**GIVEN PASSAGE:**
= = = = = = =
In April 2025, father moved to modify his child-support obligation, requesting that

his child-support obligation be fully terminated and that he receive a refund. Father stated

that his full-time employment position was eliminated through no fault of his own and that

he was currently working part-time. Father asserted that mother was intentionally

unemployed and did not receive child support for her two nonjoint children and therefore

it was unjust to impose a child-support obligation upon him.

In May, after an evidentiary hearing, the CSM granted father’s request to modify

his child-support obligation. The CSM found that mother and father were both voluntarily

unemployed and determined that father’s monthly child-support obligation should be

reduced from $605 to $588 based on child-support guidelines. The CSM found that

2 father’s circumstances warranted an additional downward deviation and ultimately ordered

that father’s monthly obligation be reduced to $450. Father filed a motion for review,

asserting that it was discriminatory to enforce a child-support obligation upon him but not

the fathers of mother’s nonjoint children. In a July 21, 2025 order, the CSM rejected

father’s argument as unsupported by law or fact, denied father’s motion for review, and

affirmed its May order as final.
= = = = = = =
**DATA EXTRACT:**
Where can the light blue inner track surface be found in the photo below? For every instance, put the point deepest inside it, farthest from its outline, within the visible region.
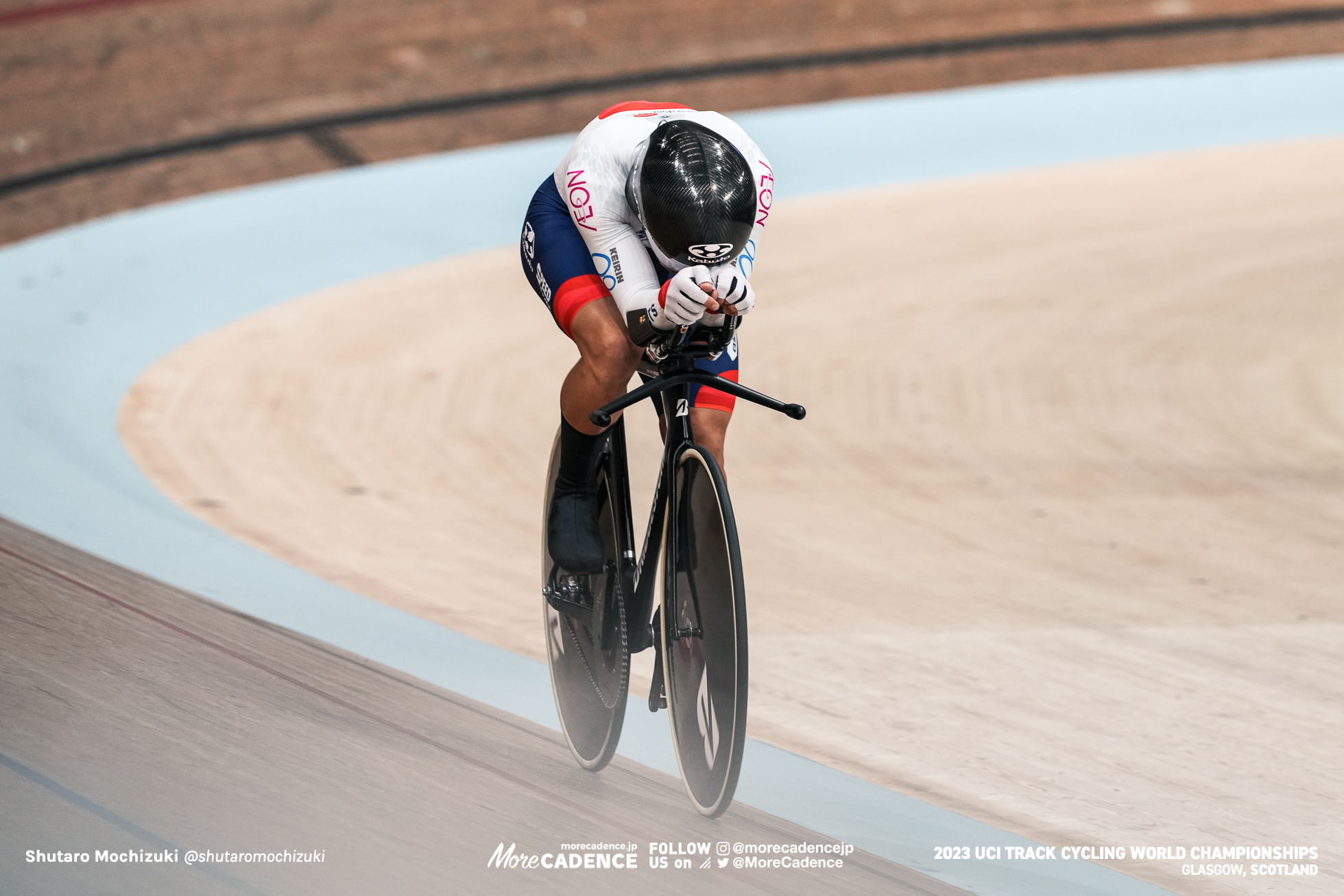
= = = = = = =
**GIVEN EXERCISE:** Which dollar amounts appear in the child-support text? The material comes from a different source than the child-support text.

**TASK OUTPUT:** $605, $588, $450